• **Information supplied**:

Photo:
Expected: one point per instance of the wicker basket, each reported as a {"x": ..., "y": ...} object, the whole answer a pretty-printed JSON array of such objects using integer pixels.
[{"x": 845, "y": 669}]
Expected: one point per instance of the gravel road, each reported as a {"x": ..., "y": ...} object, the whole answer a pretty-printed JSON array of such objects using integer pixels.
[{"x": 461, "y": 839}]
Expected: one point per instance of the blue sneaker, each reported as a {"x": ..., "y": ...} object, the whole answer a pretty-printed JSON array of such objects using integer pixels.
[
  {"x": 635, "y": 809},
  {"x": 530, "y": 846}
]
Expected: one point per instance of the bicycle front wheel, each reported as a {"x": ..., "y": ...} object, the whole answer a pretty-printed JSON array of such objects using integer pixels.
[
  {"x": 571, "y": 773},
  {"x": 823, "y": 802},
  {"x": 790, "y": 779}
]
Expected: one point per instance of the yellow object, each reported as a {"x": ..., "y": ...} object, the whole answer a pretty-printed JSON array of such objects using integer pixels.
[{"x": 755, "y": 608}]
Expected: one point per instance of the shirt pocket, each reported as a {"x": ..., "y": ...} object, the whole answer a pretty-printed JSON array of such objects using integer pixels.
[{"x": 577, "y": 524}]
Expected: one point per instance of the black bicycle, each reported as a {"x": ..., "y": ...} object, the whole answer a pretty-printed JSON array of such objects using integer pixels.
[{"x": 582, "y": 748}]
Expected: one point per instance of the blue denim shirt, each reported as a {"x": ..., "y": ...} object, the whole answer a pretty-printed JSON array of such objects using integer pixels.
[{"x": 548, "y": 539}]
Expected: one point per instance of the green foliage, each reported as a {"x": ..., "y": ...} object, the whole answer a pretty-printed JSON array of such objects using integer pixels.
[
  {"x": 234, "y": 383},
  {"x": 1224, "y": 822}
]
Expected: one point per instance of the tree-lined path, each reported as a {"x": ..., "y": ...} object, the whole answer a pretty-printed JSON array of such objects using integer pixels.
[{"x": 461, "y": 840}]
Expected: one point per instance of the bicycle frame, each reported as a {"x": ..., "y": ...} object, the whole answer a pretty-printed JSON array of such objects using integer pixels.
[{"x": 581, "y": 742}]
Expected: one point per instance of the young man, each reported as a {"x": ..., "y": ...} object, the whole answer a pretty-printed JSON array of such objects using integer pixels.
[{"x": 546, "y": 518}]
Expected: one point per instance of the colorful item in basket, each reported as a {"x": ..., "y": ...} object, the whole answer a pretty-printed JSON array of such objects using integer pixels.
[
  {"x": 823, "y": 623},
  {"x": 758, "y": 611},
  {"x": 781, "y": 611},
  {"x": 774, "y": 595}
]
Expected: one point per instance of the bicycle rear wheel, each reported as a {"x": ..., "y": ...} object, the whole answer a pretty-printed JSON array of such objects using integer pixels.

• **Exercise goal**: Your response must repeat all of the material above exactly.

• **Completed exercise**:
Photo:
Expected: one point per instance of the wicker basket, each reported as a {"x": ..., "y": ...} object, the whole answer a pretty-printed JSON array of such objects using integer pixels.
[{"x": 845, "y": 669}]
Expected: one point per instance of the gravel road, each reported as a {"x": ..., "y": ...} object, the whole answer a pretty-printed JSON array of such objects using integer pixels.
[{"x": 461, "y": 839}]
Expected: one point per instance of the blue sneaker, each reported as a {"x": ..., "y": ...} object, the whole answer a pretty-printed JSON array of such objects using integer pixels.
[
  {"x": 635, "y": 809},
  {"x": 530, "y": 846}
]
Expected: one point per instance of the bicycle front wheel, each reported as a {"x": ..., "y": ...} object, the whole answer a pretty-printed JSON array of such objects using integer pixels.
[
  {"x": 571, "y": 773},
  {"x": 823, "y": 802},
  {"x": 790, "y": 779}
]
Expected: one point per instance of the yellow object, each reported as a {"x": ..., "y": ...} object, the whole answer a pretty-printed JSON array of such objects using integer pixels.
[{"x": 755, "y": 608}]
Expected: one point per instance of the shirt pocket, each reported as a {"x": ..., "y": ...} object, the whole answer a pretty-printed JSON array of such objects using integer pixels.
[{"x": 577, "y": 524}]
Expected: one point per instance of the black bicycle, each reported as a {"x": ..., "y": ...} object, the whole answer a pretty-printed JSON array of such objects using integer pixels.
[{"x": 582, "y": 748}]
Expected: one point per instance of the blue denim shirt, each reported as a {"x": ..., "y": ...} object, the whole answer a pretty-printed JSON array of such objects using integer pixels.
[{"x": 548, "y": 539}]
Expected: one point per instance of the green foliage, each reported as a {"x": ..., "y": ...} object, the whole answer a pretty-printed JSON array of such objects using integer pixels.
[
  {"x": 234, "y": 383},
  {"x": 1224, "y": 822}
]
Expected: one point per instance of the tree-lined path, each reported as a {"x": ..., "y": ...} object, the whole answer a pretty-printed JSON array of such objects using integer pixels.
[{"x": 461, "y": 840}]
Expected: one point per instance of the bicycle frame, each reported as a {"x": ..., "y": ...} object, the whole answer a pretty-printed JSON array of such objects using integer pixels.
[{"x": 581, "y": 742}]
Expected: one point per instance of the young man, each reported as a {"x": ..., "y": ...} object, the whole answer a pretty-printed JSON array of such objects using integer pixels.
[{"x": 546, "y": 518}]
Expected: one point per instance of the colorful item in basket, each reported as a {"x": ..., "y": ...} object, the whole answer a pretty-printed JSON array of such objects using integer pixels.
[
  {"x": 823, "y": 623},
  {"x": 758, "y": 611},
  {"x": 781, "y": 611},
  {"x": 774, "y": 595}
]
Expected: one point per instance of the bicycle rear wheel, each reported as a {"x": ..., "y": ...} object, the whole answer a pretty-printed JSON array of such objects using integer pixels.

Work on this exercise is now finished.